━━ Extract to read ━━
Campbell: If Gordon Was a Footballer, Where Would He Play? Ferguson: Central Midfield. Campbell: Tony? Ferguson: Striker
Read, Steve, New Statesman (1996)
Alex Ferguson and Alastair Campbell have been friends for many years. One is the greatest manager in British football history, who has a passion for politics. The other helped Labour win three successive election victories, and has a passion for football. As Campbell's diaries showed, he and the Manchester United manager speak regularly-about politics, sport, pressure, the ups and downs of living with the 24-hour media, and a shared obsessiveness about winning. In the week after Campbell agreed to be guest editor of the New Statesman, as Sir Alex prepared at the team hotel in London before the Carling Cup Final, we asked them to allow us to eavesdrop on one of their conversations
Alastair Campbell: This is primarily a political magazine, so let's kick off with politics, and we'll come to the stuff people are really interested in later. On a scale of one to ten, how political do you think you are?
━━━
━━ Data shown ━━
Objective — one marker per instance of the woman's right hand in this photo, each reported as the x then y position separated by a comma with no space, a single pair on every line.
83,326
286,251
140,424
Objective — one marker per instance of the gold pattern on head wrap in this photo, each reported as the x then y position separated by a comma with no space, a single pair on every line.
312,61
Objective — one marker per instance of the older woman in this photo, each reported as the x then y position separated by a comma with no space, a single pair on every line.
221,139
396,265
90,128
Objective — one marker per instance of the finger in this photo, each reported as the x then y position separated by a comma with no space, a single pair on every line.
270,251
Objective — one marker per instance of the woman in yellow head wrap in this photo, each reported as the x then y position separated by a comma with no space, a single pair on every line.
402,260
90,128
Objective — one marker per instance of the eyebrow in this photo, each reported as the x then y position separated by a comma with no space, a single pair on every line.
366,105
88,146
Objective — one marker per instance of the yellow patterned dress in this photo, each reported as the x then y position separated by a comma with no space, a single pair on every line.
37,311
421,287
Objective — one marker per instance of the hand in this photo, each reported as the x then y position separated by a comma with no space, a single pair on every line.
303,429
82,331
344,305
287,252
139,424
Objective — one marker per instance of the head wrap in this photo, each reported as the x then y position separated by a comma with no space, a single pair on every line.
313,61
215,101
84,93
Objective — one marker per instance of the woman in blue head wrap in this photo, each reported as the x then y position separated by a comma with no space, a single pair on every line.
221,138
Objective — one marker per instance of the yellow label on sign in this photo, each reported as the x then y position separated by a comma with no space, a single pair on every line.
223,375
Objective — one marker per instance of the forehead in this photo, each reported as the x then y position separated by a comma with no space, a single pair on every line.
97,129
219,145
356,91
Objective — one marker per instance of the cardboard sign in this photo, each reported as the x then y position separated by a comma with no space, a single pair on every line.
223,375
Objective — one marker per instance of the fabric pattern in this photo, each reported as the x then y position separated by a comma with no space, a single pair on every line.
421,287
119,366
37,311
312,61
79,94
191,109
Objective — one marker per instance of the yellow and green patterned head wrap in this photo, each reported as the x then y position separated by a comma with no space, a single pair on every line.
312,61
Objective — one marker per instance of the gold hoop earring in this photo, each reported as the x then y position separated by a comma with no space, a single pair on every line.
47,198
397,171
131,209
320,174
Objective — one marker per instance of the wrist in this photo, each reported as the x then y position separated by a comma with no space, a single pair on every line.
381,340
━━━
» **Written task**
Repeat the interview extract word for word, from "Campbell: If Gordon" to "New Statesman (1996)". The listing comes from a different source than the interview extract.

» **Completed exercise**
Campbell: If Gordon Was a Footballer, Where Would He Play? Ferguson: Central Midfield. Campbell: Tony? Ferguson: Striker
Read, Steve, New Statesman (1996)